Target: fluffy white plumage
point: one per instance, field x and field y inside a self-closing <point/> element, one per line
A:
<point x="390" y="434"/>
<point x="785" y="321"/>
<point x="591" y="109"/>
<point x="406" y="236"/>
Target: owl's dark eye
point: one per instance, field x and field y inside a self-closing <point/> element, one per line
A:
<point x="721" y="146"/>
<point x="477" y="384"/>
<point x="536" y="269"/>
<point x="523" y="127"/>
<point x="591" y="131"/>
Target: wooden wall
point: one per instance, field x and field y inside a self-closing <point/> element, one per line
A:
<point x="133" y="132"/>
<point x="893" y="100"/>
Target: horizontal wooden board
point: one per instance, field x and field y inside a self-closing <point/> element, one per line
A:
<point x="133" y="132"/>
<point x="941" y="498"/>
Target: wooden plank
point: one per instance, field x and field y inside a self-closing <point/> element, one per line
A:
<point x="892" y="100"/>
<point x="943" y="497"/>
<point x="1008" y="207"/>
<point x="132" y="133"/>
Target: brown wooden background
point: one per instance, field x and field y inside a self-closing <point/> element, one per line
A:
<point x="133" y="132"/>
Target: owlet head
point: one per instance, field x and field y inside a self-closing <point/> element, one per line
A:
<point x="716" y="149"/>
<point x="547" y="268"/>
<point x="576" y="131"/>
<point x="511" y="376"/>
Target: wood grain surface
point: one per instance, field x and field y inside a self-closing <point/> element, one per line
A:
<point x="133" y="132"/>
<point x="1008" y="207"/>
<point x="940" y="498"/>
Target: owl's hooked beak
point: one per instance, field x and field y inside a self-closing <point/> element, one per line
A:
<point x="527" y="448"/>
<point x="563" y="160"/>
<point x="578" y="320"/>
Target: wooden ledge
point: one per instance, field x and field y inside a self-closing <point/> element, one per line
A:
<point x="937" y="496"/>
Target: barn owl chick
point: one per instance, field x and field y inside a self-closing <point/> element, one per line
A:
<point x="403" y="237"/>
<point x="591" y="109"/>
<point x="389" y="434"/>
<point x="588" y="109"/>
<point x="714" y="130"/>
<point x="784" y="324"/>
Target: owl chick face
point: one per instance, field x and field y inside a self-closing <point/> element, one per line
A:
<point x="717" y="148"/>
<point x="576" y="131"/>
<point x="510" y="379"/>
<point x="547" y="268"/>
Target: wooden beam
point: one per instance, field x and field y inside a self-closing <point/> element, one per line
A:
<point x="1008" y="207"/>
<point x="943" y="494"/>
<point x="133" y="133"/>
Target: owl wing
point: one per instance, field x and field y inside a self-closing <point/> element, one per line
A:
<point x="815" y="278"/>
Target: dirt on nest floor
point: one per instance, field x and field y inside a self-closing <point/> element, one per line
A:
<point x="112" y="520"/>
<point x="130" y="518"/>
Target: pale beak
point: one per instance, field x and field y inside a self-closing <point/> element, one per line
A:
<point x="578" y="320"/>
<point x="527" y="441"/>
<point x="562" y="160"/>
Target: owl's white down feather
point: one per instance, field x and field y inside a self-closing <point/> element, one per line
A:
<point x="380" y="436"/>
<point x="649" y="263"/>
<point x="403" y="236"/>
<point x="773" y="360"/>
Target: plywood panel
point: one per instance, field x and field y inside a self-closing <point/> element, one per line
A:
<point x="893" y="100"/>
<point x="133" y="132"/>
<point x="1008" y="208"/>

★ ★ ★ ★ ★ ★ ★

Reproduce each entry word for word.

Target: fluffy white plumage
point: one per instance, field x and field y inside a self-closing <point/> element, one per line
A:
<point x="390" y="434"/>
<point x="785" y="321"/>
<point x="591" y="109"/>
<point x="406" y="236"/>
Target: owl's dark eye
point: one per instance, field x and field y inside a self-closing <point/> element, one per line
A:
<point x="721" y="146"/>
<point x="477" y="384"/>
<point x="536" y="269"/>
<point x="523" y="127"/>
<point x="591" y="131"/>
Target: wooden wall
point: one per instance, field x and field y inside a self-closing <point/> element, one per line
A:
<point x="133" y="132"/>
<point x="893" y="100"/>
Target: horizontal wooden board
point: one per instance, field x and field y inside a self-closing <point/> element, one per line
A:
<point x="133" y="132"/>
<point x="941" y="498"/>
Target: wooden plank
point: one per instance, field x and field y inside a self-closing <point/> element, one per line
A:
<point x="892" y="100"/>
<point x="943" y="497"/>
<point x="1008" y="207"/>
<point x="132" y="133"/>
Target: brown wooden background
point: one per instance, field x and field y inside a self-closing <point/> element, one per line
A:
<point x="133" y="132"/>
Target: owlet head
point: one per instance, field x and field y inside a self-closing <point/> element, one per line
A:
<point x="716" y="149"/>
<point x="547" y="268"/>
<point x="576" y="131"/>
<point x="511" y="376"/>
Target: wood grain surface
point: one per instance, field x and field y inside a self-closing <point/> element, one per line
A:
<point x="133" y="132"/>
<point x="1008" y="207"/>
<point x="940" y="498"/>
Target: owl's hooked beak
point: one per instance, field x and field y inside a self-closing <point/> element, one per line
A:
<point x="527" y="448"/>
<point x="563" y="160"/>
<point x="578" y="320"/>
Target: wooden ledge
point: one per instance, field x and field y inside a self-closing <point/> element, one per line
A:
<point x="937" y="496"/>
Target: barn owl chick
point: one per instance, field x and field y inside a self-closing <point/> element, one per line
A:
<point x="403" y="237"/>
<point x="591" y="109"/>
<point x="389" y="434"/>
<point x="588" y="109"/>
<point x="714" y="130"/>
<point x="784" y="324"/>
Target: owl chick face
point: one per instance, field x and field y inside a self-closing <point/> element, one per line
A:
<point x="717" y="148"/>
<point x="576" y="131"/>
<point x="510" y="379"/>
<point x="547" y="268"/>
Target: wooden beam
point: one per instance, field x and field y inside a self-closing <point/> element, one per line
A:
<point x="1008" y="207"/>
<point x="943" y="494"/>
<point x="133" y="133"/>
Target: owl wing
point: one per instance, field x and field y inside a self-closing <point/> element, one per line
A:
<point x="815" y="278"/>
Target: dirt on nest floor
point: one per instance, field x and field y inside a self-closing <point/> element, one per line
A:
<point x="112" y="520"/>
<point x="130" y="518"/>
Target: pale beak
point: one per instance, field x and field y inside a self-closing <point/> element, one per line
A:
<point x="578" y="320"/>
<point x="527" y="441"/>
<point x="562" y="160"/>
Target: owl's white down feather
point: one per instance, field x and field y inside a self-closing <point/> element, one per line
A:
<point x="380" y="436"/>
<point x="649" y="263"/>
<point x="403" y="236"/>
<point x="773" y="360"/>
Target: plywood panel
point: one per instance, field x and field y inside a self-closing <point/> element, one per line
A:
<point x="893" y="100"/>
<point x="133" y="132"/>
<point x="1008" y="208"/>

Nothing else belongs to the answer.